Description of the task. Return the data below in full. Keep each character unchanged.

+++

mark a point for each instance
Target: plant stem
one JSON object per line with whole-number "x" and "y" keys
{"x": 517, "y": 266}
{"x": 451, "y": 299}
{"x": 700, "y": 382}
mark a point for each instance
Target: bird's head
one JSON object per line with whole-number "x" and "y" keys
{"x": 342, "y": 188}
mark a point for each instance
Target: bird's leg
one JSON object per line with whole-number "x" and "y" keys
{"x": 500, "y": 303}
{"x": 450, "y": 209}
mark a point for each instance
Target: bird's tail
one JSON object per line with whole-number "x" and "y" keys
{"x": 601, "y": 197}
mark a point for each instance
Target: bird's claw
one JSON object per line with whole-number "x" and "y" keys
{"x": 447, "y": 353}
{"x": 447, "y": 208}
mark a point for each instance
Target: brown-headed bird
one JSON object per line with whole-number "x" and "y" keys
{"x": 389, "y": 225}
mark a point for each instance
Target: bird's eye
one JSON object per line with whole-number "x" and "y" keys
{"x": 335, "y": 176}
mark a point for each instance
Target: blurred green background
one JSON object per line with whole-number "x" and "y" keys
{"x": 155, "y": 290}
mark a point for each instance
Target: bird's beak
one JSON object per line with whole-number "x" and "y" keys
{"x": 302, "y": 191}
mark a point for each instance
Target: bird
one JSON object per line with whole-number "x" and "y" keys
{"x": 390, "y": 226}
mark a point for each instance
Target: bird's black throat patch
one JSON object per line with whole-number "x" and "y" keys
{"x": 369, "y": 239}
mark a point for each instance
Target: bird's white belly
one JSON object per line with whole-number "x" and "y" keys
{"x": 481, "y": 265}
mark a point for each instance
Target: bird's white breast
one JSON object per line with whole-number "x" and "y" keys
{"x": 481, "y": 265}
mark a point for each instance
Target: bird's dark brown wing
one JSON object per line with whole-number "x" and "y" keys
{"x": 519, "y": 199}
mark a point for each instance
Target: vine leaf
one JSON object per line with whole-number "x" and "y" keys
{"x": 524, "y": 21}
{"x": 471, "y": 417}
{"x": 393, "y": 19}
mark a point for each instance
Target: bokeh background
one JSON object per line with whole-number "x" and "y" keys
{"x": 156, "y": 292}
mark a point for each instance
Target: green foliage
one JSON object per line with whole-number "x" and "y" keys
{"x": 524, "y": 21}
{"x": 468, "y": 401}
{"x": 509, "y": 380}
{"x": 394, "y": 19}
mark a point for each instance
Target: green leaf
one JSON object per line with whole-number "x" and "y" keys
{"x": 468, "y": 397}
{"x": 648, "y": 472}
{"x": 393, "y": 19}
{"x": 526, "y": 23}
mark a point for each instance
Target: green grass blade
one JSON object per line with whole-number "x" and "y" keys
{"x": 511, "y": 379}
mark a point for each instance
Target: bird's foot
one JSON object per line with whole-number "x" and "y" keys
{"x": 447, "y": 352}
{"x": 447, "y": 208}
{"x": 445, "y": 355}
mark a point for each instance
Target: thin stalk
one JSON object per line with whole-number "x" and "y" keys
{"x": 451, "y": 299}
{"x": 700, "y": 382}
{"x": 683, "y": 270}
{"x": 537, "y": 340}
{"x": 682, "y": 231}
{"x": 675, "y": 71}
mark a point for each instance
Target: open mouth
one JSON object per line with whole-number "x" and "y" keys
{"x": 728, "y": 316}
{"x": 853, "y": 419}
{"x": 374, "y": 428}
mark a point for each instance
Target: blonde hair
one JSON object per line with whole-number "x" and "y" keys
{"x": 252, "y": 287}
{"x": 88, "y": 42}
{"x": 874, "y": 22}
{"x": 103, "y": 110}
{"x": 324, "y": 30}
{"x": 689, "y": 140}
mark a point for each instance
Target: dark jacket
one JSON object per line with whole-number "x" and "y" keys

+++

Written answer.
mark a point for each instance
Target: plant stem
one JSON object per line with whole-number "x" and "y" keys
{"x": 517, "y": 266}
{"x": 451, "y": 299}
{"x": 700, "y": 382}
mark a point for each instance
Target: bird's head
one JSON object per line with whole-number "x" and "y" keys
{"x": 342, "y": 188}
mark a point for each instance
Target: bird's leg
one JSON object per line with whole-number "x" and "y" keys
{"x": 500, "y": 303}
{"x": 450, "y": 209}
mark a point for each instance
Target: bird's tail
one JSON object per line with whole-number "x" and "y" keys
{"x": 601, "y": 197}
mark a point for each instance
Target: bird's claw
one JSON object per line with whole-number "x" and "y" keys
{"x": 447, "y": 353}
{"x": 447, "y": 208}
mark a point for each instance
Target: brown-headed bird
one JSON object per line with whole-number "x" and "y" keys
{"x": 389, "y": 225}
mark a point for each instance
Target: bird's eye
one JSON object per line with whole-number "x" and "y" keys
{"x": 335, "y": 176}
mark a point for each instance
Target: blurred green background
one JSON object per line with whole-number "x" and "y" keys
{"x": 155, "y": 290}
mark a point for each instance
Target: bird's beak
one JSON object per line with whole-number "x" and "y" keys
{"x": 302, "y": 191}
mark a point for each instance
Target: bird
one JSON object per line with whole-number "x" and "y" keys
{"x": 390, "y": 226}
mark a point for each instance
Target: bird's black throat patch
one JSON object per line with whole-number "x" and "y" keys
{"x": 369, "y": 239}
mark a point for each instance
Target: bird's white belly
one JSON object per line with whole-number "x" and "y" keys
{"x": 481, "y": 265}
mark a point for each instance
Target: bird's white breast
one JSON object per line with whole-number "x" and "y" keys
{"x": 481, "y": 265}
mark a point for each instance
Target: bird's dark brown wing
one JSON object per line with whole-number "x" and "y" keys
{"x": 519, "y": 199}
mark a point for each instance
Target: vine leaf
one JSON object per line with whole-number "x" and "y" keys
{"x": 524, "y": 21}
{"x": 471, "y": 417}
{"x": 393, "y": 19}
mark a point for each instance
Target: bokeh background
one JSON object per line with whole-number "x" and "y" keys
{"x": 156, "y": 292}
mark a point for each instance
Target: green foliage
one JSON object per line with whole-number "x" and "y" keys
{"x": 524, "y": 21}
{"x": 468, "y": 401}
{"x": 509, "y": 380}
{"x": 394, "y": 19}
mark a point for each instance
Target: green leaf
one JSON object per line with whole-number "x" and "y" keys
{"x": 468, "y": 397}
{"x": 648, "y": 472}
{"x": 393, "y": 19}
{"x": 526, "y": 23}
mark a point for each instance
Target: green grass blade
one JSON object per line with whole-number "x" and "y" keys
{"x": 511, "y": 379}
mark a point for each instance
Target: bird's foot
one JSON object per line with whole-number "x" and "y" keys
{"x": 447, "y": 352}
{"x": 447, "y": 208}
{"x": 445, "y": 355}
mark a point for each instance
Target: thin stalk
one JSON object per line with whole-number "x" and "y" keys
{"x": 451, "y": 299}
{"x": 700, "y": 382}
{"x": 683, "y": 270}
{"x": 537, "y": 340}
{"x": 682, "y": 231}
{"x": 675, "y": 71}
mark a point for each instance
Target: open mouth
one JSON object per line with whole-number "x" and "y" keys
{"x": 728, "y": 316}
{"x": 853, "y": 419}
{"x": 374, "y": 428}
mark a point for each instance
Target: blonde hair
one JSON object per line with whole-number "x" and "y" keys
{"x": 252, "y": 287}
{"x": 88, "y": 42}
{"x": 874, "y": 22}
{"x": 103, "y": 110}
{"x": 324, "y": 30}
{"x": 689, "y": 140}
mark a point for each instance
Target: dark jacket
one JSON object per line with whole-number "x" and "y" keys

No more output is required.